Extracto del documento:
El elefante en la habitación

“The elephant in the room”. Se trata de una expresión anglo que hace referencia a la existencia de un grave problema que se quiere ignorar. Mirando hacia otra parte, como si no existiera. Pues bien, en nuestro país, aquí y ahora, tenemos un descomunal elefante en nuestra habitación que se quiere ignorar, no tanto por los ciudadanos, como por la gran mayoría de los dirigentes tanto políticos como económicos y mediáticos.

El elefante es una descomunal crisis que además continúa agravándose. No se quiere ver que ese elefante, esa crisis no es sólo económica y social sino que es algo mucho más amplio. Es una crisis institucional acompañada de una crisis ética, de valores. Precisamente ese diagnóstico equivocado, ese no querer ver el elefante, es lo que dificulta, incluso impide, la solución.

Material proporcionado:

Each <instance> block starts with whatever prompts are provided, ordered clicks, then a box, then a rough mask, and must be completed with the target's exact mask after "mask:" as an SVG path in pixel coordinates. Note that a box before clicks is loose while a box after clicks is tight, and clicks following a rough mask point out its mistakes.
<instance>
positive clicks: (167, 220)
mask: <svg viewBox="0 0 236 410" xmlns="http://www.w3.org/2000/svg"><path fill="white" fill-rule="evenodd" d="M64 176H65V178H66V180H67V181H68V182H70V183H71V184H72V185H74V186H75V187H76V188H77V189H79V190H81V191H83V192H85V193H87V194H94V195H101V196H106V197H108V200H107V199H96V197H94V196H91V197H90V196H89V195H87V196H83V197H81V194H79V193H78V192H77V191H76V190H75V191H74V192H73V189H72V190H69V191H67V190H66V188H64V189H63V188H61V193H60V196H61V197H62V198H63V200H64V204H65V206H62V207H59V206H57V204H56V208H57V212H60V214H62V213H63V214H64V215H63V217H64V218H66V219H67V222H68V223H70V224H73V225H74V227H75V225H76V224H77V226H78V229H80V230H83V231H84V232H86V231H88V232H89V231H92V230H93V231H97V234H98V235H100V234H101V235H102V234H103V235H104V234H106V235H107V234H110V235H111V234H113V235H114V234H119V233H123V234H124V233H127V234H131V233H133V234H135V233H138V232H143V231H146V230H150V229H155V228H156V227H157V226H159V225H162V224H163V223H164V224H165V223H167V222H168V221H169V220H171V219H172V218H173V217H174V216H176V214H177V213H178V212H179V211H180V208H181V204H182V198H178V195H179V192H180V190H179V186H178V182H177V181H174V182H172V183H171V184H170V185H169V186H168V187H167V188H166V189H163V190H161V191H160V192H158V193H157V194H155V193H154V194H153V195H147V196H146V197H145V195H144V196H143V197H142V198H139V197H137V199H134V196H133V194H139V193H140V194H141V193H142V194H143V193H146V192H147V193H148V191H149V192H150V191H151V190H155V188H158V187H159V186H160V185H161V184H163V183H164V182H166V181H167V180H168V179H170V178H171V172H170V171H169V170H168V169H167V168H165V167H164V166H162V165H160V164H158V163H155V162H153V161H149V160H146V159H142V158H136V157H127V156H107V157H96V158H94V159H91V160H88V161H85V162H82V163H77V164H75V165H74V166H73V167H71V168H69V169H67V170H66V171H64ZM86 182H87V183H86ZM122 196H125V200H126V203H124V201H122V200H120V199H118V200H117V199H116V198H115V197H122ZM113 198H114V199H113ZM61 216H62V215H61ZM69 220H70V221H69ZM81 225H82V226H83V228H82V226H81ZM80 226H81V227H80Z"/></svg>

Trabajo propuesto:
A – Responda estas preguntas a partir del texto sobre el elefante en la habitación:
(i) ¿Qué significa la expresión anglo "The elephant in the room"?
(ii) ¿Quiénes, más que los ciudadanos, quieren ignorar ese elefante?
(iii) ¿Qué dificulta, e incluso impide, la solución?
B – Prosiga el texto sobre el elefante en la habitación a partir de su última oración.

Respuestas por tarea:
A –
(i) Significa que existe un grave problema que se quiere ignorar.
(ii) Lo ignora la gran mayoría de los dirigentes políticos, económicos y mediáticos.
(iii) La dificulta el diagnóstico equivocado, ese no querer ver el elefante.

B –
La institucionalidad establecida en la vigente Constitución está agotada en muchos aspectos. No sirve y hay que cambiarla. No es un drama ni una tragedia, es una realidad que, primero, hay que reconocer. No se trata aquí de hacer un recuento de temas pero hay uno que destaca sobre los demás y que hoy es reconocido, dentro y fuera de nuestro país, como el mejor ejemplo de esa institucionalidad fallida. Se trata de la configuración actual del Estado autonómico. Dos reflexiones. Una, el principio de la descentralización política, aunque insuficientemente diseñada en el texto constitucional, tiene más ventajas que inconvenientes. Dos, su realización práctica, en la realidad, sobre todo tras la aprobación del vigente Estatuto catalán y los que le siguieron, han convertido una idea buena en su contrario. Hoy está claro, naturalmente para el que lo quiera ver, que este Estado, inmerso en un proceso de nunca acabar, es inviable políticamente, insostenible económicamente y disgregador socialmente. No se trata de volver a centralizar, sería absurdo. Se trata de hacer una parada, reflexionar conjuntamente y acotar y especificar competencias en un marco federal, cerrar de una vez el proceso y ponerse a gobernar cada uno en su parcela con espíritu cooperativo y no conflictivo. Seguramente a estas alturas es mucho pedir. Pero si no se hace ahora, en una situación económica catastrófica (que muy probablemente irá a peor) no se hace nunca. Los costes serán muy altos y, una vez más, muy desigualmente repartidos.

Estamos además inmersos en una crisis moral. Ejemplos los estamos viendo todos los días. No solamente en eso que se llama la clase (o casta) política sino, más ampliamente, en aquellas personas que, en otros campos, deberían dar buen ejemplo. Pero de eso hay mucho que decir y lo haremos otro día.